(Exercise requirements)
Everything from the line containing "tree with green" through the last line of the records below should be printed exactly, please, and nothing else.

(Extracted information)
+---+

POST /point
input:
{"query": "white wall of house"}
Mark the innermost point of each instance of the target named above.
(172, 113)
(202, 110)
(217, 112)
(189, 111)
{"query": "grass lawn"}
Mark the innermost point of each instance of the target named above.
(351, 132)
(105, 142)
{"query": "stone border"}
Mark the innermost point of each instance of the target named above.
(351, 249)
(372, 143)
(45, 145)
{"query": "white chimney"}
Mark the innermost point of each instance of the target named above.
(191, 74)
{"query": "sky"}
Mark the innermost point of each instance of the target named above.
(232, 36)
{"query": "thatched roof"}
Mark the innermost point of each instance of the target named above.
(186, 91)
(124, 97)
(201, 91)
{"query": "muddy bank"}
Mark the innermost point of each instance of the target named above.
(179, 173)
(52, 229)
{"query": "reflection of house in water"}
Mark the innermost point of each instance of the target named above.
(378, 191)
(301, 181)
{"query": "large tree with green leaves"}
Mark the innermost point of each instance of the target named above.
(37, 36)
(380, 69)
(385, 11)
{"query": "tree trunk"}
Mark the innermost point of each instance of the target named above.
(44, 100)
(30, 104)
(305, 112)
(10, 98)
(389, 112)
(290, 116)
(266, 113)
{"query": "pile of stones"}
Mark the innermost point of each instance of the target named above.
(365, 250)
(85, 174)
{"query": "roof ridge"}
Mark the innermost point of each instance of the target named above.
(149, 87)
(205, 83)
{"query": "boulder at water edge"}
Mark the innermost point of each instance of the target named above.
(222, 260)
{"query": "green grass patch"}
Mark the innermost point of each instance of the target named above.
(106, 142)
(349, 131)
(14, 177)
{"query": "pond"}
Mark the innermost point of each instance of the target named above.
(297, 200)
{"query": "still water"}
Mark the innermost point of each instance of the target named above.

+---+

(Complete response)
{"query": "large tree with green leaves"}
Mark the innermost point of each instance of the target named above.
(37, 36)
(380, 69)
(385, 11)
{"query": "tree trunk"}
Mark the innermost point of each instance of the target named above.
(44, 100)
(30, 104)
(305, 112)
(10, 98)
(389, 112)
(290, 116)
(266, 113)
{"query": "pile of stones"}
Mark the innermost point of each instance of the target named above.
(365, 250)
(85, 174)
{"query": "roof ridge"}
Mark the innermost point of each instance of the target named above.
(149, 87)
(205, 83)
{"query": "boulder at water edge"}
Mark the innermost point of each instance of the target named above.
(222, 260)
{"query": "green grass patch"}
Mark the innermost point of each instance of the target named above.
(106, 142)
(349, 131)
(14, 177)
{"query": "pond"}
Mark the innermost point of each instance of the target named above.
(297, 200)
{"query": "still water"}
Mark the innermost point of each instance of the target named above.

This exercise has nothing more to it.